### EXTRACT PROVIDED

Hegelochus (Ἡγέλοχος, ) was an ancient Greek tragic actor active in Athens in the 5th century BC. He is remembered for an infamous pronunciation error during the premiere of Euripides' tragedy Orestes in 408 BC. The incident gave birth to a popular comedic catchphrase, which was referenced in later Greek and Latin poetry.

== Orestes ==
Hegelochus was selected as the lead actor for the premiere of Euripides' Orestes at the City Dionysia dramatic festival in 408 BC. He is the only actor known by name to have originated the title role in a surviving Greek tragedy. The performance took place in the Theatre of Dionysus on the south slope of the Athenian Acropolis, a venue that could accommodate up to 15,000 spectators.

== Pronunciation error ==
In line 279 of the play, the character Orestes, recovering from a fit of madness, is intended to deliver an optimistic line: "after the storm I see again a calm sea" (ἐκ κυμάτων γὰρ αὖθις αὖ γαλήν' ὁρῶ). However, Hegelochus faltered in his delivery, dropping his pitch too early on the final syllable. This transformed the word γαλήν' (galḗn', an elided form of γαληνά, meaning "calm sea") into γαλῆν (galên, meaning "weasel"). Thus, the audience heard the absurd line: "After the storm I see again a weasel."

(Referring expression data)
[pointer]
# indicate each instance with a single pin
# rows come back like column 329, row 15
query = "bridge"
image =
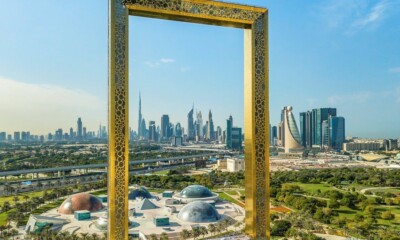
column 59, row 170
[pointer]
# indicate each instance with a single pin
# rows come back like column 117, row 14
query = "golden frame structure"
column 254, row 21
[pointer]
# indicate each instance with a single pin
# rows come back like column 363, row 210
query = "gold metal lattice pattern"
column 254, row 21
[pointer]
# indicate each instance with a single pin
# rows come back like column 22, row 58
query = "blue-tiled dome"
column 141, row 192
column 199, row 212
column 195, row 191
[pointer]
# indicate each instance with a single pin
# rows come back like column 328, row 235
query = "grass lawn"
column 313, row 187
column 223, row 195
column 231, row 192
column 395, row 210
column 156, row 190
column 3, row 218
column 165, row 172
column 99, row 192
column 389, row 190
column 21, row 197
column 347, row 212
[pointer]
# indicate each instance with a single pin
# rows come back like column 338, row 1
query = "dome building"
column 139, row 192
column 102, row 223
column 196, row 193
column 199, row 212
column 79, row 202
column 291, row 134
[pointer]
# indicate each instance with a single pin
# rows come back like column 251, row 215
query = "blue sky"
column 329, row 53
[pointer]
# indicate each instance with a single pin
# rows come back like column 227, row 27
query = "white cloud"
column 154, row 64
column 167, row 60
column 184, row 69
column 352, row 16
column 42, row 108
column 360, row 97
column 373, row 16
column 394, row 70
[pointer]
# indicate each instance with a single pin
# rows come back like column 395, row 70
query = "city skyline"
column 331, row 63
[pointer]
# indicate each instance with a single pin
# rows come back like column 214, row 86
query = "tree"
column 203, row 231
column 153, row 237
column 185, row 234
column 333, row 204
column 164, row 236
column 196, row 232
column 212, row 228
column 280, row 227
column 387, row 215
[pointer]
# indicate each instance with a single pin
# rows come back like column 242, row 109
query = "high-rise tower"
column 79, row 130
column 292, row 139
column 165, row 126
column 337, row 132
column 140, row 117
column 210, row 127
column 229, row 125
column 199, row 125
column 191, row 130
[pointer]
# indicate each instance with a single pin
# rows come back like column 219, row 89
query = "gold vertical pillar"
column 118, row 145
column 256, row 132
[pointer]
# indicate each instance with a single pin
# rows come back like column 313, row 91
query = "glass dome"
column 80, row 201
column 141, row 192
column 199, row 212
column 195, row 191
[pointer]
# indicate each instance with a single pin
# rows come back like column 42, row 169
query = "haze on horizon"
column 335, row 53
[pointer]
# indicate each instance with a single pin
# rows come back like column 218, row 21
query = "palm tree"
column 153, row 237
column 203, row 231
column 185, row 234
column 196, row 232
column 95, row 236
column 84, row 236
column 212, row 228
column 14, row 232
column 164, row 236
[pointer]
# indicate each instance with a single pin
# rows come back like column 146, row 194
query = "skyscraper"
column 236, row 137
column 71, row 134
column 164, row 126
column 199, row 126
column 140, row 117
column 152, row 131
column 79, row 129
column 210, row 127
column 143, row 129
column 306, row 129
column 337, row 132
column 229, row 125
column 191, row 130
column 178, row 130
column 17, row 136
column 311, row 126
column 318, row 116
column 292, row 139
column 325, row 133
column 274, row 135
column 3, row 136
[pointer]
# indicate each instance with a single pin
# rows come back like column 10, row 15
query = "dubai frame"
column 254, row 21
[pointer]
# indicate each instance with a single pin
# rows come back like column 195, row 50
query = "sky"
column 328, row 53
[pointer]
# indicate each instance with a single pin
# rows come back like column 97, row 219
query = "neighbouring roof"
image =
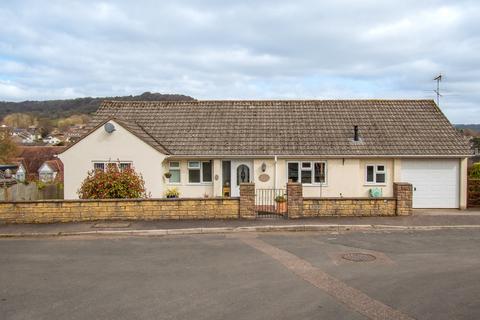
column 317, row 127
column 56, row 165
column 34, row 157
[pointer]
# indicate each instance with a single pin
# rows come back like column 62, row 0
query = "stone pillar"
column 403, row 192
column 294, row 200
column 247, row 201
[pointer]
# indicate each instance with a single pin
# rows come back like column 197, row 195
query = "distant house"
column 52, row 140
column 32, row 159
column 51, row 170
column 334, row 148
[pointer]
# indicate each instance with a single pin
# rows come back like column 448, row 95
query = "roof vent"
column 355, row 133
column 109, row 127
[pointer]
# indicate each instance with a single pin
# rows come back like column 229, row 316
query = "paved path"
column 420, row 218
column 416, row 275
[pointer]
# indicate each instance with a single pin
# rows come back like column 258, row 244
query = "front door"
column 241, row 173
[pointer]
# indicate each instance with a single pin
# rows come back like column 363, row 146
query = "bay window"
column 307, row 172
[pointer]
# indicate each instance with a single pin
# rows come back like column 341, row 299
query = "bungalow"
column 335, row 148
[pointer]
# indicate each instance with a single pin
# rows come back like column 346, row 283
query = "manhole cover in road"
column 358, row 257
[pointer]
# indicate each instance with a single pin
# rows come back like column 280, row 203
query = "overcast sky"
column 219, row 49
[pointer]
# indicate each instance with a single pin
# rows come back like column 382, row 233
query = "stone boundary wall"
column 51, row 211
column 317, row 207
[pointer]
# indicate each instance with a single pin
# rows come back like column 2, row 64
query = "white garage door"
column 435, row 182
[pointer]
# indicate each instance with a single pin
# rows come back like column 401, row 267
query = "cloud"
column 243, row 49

### QUESTIONS
a - According to the passage on Hegelochus, what word did the audience hear in place of "calm sea"?
b - In the passage on Hegelochus, rewrite the part starting with "Hegelochus (Ἡγέλοχος, )" and going on through "and Latin poetry.", replacing "comedic catchphrase" with "comic catchphrase".

### SOLUTIONS TO EACH TASK
a - "Weasel."

b -
Hegelochus (Ἡγέλοχος, ) was an ancient Greek tragic actor active in Athens in the 5th century BC. He is remembered for an infamous pronunciation error during the premiere of Euripides' tragedy Orestes in 408 BC. The incident gave birth to a popular comic catchphrase, which was referenced in later Greek and Latin poetry.